* **Exercise text**:
The political left, center and right do share something in common in today's polarized America: We're all in denial.

The first step in 12-step programs is to admit that you have a problem; you can't tackle a challenge whose existence you refuse to acknowledge. "From a psychoanalytical viewpoint, denial is a pathological, ineffective defense mechanism," doctors M.S. Vos and J.C. de Haes observed in their 2006 study of cancer patients. A stunning 47% of the patients they polled denied that they had cancer! Denial reduced their chances of seeking treatment and then following through.

"On the other hand," Vos and de Haes observed, "according to the stress and coping model, denial can be seen as an adaptive strategy to protect against overwhelming events and feelings." Denial lets you feel better.

We think of climate change denial as a right-wing phenomenon. Indeed, only 56% of Republicans accept the scientific consensus that the Earth is heating up. Fewer still believe that humans are responsible, compared to the 92% of Democrats who agree with scientists.

Those who deny that climate change is real are engaging in what psychologists call "simple denial." But those on the left aren't much better. Liberals who think global warming is real often resort to "transference denial": They blame the right and corporate polluters even though we're all responsible. The scale of the climate crisis and the level of sacrifice and disruption that would be necessary to mitigate it feels overwhelming. A widely reported analysis predicted that human civilization will collapse in 30 years. Others say it's already too late to save ourselves.

* **Saved data entries**:

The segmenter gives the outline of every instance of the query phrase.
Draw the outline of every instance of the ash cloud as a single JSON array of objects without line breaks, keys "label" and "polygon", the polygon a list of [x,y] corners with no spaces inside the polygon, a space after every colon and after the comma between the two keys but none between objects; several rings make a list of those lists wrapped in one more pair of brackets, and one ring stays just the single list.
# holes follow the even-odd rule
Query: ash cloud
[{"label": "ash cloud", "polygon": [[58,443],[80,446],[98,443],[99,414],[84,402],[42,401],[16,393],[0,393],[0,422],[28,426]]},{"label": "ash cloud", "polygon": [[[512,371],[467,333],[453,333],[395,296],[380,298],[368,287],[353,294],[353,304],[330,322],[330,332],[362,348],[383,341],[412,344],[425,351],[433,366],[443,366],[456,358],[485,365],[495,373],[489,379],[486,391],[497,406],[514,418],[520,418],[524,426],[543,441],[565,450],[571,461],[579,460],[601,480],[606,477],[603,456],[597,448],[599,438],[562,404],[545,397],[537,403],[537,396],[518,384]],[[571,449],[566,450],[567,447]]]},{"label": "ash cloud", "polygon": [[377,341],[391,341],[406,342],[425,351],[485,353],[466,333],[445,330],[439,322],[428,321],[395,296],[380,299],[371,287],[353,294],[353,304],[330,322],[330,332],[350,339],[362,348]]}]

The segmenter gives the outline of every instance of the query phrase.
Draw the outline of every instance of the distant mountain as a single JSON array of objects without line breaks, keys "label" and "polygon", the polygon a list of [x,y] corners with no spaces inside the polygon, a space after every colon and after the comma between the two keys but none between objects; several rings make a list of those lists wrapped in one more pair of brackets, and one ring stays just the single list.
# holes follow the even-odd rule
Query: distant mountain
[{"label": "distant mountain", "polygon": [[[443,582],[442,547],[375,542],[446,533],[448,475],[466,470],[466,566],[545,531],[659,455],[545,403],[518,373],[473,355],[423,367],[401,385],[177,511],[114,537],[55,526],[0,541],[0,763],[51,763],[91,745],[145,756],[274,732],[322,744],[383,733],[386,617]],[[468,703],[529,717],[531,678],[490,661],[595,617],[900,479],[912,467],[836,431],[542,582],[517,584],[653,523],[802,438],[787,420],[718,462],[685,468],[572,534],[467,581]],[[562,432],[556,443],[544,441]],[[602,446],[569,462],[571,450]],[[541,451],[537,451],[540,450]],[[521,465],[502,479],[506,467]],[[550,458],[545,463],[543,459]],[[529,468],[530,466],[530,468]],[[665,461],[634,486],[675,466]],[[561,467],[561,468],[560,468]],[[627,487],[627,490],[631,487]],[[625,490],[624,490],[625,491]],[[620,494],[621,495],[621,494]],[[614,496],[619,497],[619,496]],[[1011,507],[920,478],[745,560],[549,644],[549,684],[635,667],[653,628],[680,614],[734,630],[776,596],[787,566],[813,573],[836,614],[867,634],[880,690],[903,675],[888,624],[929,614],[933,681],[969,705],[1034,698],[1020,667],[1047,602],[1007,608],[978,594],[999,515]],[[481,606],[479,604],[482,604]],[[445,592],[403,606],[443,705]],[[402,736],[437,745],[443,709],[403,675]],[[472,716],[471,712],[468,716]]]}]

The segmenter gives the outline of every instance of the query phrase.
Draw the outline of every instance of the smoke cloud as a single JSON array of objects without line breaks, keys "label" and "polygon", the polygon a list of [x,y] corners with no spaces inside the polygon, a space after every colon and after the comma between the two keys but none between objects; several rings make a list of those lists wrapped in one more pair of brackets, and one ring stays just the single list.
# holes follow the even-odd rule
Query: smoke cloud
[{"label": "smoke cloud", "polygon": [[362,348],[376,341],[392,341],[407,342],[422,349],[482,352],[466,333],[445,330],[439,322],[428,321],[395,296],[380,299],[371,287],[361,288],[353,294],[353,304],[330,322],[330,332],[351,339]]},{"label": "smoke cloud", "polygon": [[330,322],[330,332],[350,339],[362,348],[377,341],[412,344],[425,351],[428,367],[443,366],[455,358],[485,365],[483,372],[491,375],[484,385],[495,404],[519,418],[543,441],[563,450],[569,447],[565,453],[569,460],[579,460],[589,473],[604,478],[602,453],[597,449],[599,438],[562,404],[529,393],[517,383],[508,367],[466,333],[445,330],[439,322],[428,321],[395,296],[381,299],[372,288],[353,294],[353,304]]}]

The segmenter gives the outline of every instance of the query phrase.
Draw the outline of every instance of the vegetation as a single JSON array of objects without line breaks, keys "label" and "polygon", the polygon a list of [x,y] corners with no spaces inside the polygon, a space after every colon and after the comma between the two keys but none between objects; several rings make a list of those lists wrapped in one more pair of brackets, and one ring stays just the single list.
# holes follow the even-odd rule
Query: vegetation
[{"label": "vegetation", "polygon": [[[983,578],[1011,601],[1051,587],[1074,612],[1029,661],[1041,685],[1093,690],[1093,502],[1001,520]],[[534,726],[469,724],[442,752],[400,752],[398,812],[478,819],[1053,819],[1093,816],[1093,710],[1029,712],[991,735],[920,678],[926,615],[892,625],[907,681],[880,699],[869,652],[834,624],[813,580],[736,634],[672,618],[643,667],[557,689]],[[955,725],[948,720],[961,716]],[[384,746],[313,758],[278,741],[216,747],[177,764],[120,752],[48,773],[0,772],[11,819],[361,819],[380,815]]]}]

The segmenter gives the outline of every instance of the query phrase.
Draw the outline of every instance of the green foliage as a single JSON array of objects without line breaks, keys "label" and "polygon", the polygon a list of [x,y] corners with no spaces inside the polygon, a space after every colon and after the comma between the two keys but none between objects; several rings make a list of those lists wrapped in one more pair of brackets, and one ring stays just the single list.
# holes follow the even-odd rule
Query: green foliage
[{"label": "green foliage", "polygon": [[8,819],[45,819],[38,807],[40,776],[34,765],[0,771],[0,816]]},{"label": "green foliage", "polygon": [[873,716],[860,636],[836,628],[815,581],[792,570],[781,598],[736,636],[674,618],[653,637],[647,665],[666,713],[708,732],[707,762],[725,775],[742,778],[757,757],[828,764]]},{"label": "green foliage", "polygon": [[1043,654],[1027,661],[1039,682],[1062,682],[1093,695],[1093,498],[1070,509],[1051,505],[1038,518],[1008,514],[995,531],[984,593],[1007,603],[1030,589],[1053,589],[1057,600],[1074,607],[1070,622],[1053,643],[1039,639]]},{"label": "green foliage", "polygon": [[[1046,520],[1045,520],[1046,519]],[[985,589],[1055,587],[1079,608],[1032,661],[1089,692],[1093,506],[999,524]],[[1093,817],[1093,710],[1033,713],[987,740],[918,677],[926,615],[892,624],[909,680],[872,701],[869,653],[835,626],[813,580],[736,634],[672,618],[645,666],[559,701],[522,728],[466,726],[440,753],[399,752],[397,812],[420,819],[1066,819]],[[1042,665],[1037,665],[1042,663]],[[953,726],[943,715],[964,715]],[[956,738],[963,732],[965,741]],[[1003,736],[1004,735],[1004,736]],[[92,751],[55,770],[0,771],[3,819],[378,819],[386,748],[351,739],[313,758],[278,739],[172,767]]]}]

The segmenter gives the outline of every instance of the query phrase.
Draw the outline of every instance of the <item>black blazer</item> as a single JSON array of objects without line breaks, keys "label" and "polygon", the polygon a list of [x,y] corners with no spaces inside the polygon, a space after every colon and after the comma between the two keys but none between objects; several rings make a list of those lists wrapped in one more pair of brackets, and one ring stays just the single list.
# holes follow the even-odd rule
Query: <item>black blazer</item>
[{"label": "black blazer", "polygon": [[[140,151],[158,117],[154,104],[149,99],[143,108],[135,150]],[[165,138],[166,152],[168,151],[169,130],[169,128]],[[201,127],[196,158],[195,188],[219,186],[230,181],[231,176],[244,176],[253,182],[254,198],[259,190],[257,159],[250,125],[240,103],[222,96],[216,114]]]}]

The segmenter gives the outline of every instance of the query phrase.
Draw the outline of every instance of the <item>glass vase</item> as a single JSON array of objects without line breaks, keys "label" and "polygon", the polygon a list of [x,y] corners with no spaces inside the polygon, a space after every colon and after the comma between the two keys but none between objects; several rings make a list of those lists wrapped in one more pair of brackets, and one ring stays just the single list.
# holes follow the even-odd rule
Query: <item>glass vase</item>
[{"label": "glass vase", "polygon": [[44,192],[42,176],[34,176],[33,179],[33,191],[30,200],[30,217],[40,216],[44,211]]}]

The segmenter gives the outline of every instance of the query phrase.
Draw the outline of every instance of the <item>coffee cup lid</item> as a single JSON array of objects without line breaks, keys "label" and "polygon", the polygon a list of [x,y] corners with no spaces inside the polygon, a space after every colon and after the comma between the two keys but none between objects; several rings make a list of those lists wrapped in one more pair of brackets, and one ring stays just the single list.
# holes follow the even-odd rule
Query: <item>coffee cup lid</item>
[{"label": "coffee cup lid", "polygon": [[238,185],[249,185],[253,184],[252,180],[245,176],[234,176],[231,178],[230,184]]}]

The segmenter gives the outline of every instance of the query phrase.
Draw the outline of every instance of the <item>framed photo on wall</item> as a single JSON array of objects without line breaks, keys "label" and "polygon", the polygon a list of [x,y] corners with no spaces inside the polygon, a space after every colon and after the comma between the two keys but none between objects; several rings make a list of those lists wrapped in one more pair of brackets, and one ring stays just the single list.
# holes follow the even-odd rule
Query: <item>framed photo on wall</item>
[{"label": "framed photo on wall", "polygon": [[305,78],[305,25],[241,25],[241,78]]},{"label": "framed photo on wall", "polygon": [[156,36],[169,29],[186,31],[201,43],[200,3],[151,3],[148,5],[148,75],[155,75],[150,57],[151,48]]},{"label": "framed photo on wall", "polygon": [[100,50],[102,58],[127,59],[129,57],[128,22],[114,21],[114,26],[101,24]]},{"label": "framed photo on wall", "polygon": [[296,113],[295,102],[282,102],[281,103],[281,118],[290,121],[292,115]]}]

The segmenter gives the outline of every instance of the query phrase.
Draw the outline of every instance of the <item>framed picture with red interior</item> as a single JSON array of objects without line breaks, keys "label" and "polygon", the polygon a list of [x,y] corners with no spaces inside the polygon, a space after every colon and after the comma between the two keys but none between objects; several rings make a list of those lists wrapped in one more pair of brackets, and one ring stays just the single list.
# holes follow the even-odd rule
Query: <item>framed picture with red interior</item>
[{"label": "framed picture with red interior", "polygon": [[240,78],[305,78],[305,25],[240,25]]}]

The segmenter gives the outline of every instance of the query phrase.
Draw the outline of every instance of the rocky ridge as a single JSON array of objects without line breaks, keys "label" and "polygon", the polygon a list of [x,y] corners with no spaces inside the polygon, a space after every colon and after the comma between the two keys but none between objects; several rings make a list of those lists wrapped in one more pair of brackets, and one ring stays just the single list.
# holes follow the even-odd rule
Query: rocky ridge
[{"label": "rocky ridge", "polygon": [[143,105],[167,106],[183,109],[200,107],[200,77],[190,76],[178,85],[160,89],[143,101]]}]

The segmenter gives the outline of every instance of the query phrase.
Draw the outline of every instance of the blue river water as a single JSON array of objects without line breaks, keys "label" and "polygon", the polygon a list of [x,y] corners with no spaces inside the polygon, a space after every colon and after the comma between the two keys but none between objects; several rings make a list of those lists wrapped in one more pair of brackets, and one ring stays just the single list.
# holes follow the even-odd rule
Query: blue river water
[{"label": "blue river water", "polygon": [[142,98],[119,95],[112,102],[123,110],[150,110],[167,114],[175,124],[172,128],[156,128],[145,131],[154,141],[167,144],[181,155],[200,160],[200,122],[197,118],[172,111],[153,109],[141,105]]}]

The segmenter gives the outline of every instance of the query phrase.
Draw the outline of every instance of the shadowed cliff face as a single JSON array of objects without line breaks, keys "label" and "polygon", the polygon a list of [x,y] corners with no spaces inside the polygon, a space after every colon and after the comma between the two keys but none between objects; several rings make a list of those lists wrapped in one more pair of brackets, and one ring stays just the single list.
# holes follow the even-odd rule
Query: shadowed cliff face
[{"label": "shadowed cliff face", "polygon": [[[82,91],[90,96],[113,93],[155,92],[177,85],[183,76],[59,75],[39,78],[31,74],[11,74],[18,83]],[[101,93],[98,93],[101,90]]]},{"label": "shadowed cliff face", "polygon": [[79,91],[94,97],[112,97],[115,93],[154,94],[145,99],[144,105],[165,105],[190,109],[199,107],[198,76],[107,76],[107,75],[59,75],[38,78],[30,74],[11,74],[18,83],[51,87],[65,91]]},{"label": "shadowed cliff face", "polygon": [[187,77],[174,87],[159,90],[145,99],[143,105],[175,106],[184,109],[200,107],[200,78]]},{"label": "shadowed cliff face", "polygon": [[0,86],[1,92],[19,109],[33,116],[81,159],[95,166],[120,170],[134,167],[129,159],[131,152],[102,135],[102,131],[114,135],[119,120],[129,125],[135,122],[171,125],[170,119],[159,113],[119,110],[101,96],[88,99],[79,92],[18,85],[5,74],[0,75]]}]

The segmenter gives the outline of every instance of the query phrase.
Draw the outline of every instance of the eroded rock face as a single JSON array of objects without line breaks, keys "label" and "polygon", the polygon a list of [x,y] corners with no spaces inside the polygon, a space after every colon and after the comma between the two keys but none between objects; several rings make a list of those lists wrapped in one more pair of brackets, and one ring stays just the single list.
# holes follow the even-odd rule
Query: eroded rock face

* **Required actions**:
1 > In the essay on denial, what share of the cancer patients polled in the 2006 study denied having cancer?
2 > Reproduce word for word the stretch of the essay on denial from "The political left, center" through "you feel better.".
3 > Write the next part of the essay on denial, starting right after its final sentence.

* **Answers for the exercise**:
1 > 47%

2 >
The political left, center and right do share something in common in today's polarized America: We're all in denial.

The first step in 12-step programs is to admit that you have a problem; you can't tackle a challenge whose existence you refuse to acknowledge. "From a psychoanalytical viewpoint, denial is a pathological, ineffective defense mechanism," doctors M.S. Vos and J.C. de Haes observed in their 2006 study of cancer patients. A stunning 47% of the patients they polled denied that they had cancer! Denial reduced their chances of seeking treatment and then following through.

"On the other hand," Vos and de Haes observed, "according to the stress and coping model, denial can be seen as an adaptive strategy to protect against overwhelming events and feelings." Denial lets you feel better.

3 >
"We're doomed," predicts Mayer Hillman, a senior fellow emeritus at the University of Westminster's Policy Studies Institute. "The outcome is death, and it's the end of most life on the planet because we're so dependent on the burning of fossil fuels. There are no means of reversing the process which is melting the polar ice caps. And very few appear to be prepared to say so."

 

He's probably right.

Bernie Sanders recently proposed the most ambitious assault on greenhouse gas emissions ever floated in U.S. politics, a $16.3 trillion plan to transition out of carbon-based fuels by 2050. By that time, though, we'll be dead.

As aggressive as Sanders' plan is, it doesn't go nearly far enough or fast enough. Yet Republicans and some Democrats say it's too expensive. No one in corporate media is taking Sanders' idea seriously. It's stillborn.

Liberals post their concern to social media. Some even attend protest marches. But they're hardly acting like we face an existential crisis.